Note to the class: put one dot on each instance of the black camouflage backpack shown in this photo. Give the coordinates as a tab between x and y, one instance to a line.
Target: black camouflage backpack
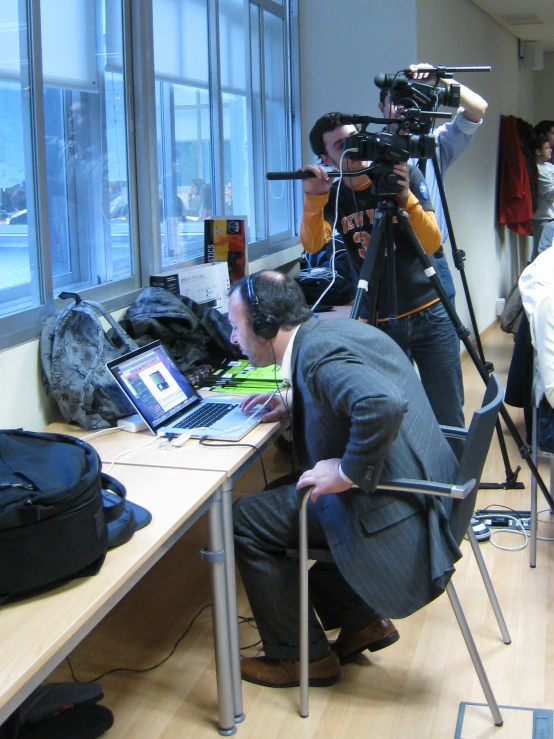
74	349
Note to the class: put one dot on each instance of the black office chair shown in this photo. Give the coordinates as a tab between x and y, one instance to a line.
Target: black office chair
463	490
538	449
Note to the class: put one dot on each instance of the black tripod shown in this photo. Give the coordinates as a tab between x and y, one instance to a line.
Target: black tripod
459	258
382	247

* * *

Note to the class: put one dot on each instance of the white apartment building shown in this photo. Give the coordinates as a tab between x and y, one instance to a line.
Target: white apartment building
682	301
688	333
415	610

---

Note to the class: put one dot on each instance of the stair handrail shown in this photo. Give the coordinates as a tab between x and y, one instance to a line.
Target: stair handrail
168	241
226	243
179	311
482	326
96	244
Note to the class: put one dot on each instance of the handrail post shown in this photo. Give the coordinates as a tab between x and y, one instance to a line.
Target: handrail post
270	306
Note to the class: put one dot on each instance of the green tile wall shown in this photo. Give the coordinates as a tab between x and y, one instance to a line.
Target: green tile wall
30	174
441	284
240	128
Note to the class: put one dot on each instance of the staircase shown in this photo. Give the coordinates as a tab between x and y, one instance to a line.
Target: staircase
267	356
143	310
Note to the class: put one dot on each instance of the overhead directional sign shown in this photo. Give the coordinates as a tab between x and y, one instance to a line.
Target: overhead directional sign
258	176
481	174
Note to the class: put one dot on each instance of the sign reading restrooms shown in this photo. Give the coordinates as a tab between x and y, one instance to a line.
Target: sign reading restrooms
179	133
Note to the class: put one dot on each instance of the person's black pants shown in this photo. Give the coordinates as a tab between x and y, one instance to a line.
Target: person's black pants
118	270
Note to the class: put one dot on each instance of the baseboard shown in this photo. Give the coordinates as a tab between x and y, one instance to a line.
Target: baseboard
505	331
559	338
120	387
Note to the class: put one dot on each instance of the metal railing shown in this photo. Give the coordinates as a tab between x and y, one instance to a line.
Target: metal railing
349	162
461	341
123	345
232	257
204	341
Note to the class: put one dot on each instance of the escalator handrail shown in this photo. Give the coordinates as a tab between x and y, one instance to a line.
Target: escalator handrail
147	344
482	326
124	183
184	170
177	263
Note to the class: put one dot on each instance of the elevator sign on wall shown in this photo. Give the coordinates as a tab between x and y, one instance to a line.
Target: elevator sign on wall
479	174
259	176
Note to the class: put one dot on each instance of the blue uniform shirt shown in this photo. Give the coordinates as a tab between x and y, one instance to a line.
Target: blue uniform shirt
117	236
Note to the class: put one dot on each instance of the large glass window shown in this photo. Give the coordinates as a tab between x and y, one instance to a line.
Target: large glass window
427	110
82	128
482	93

#### Exercise instructions:
Please tally how many lines in the listing above contain the word "reading" and reply with the number alone.

#### Full answer:
2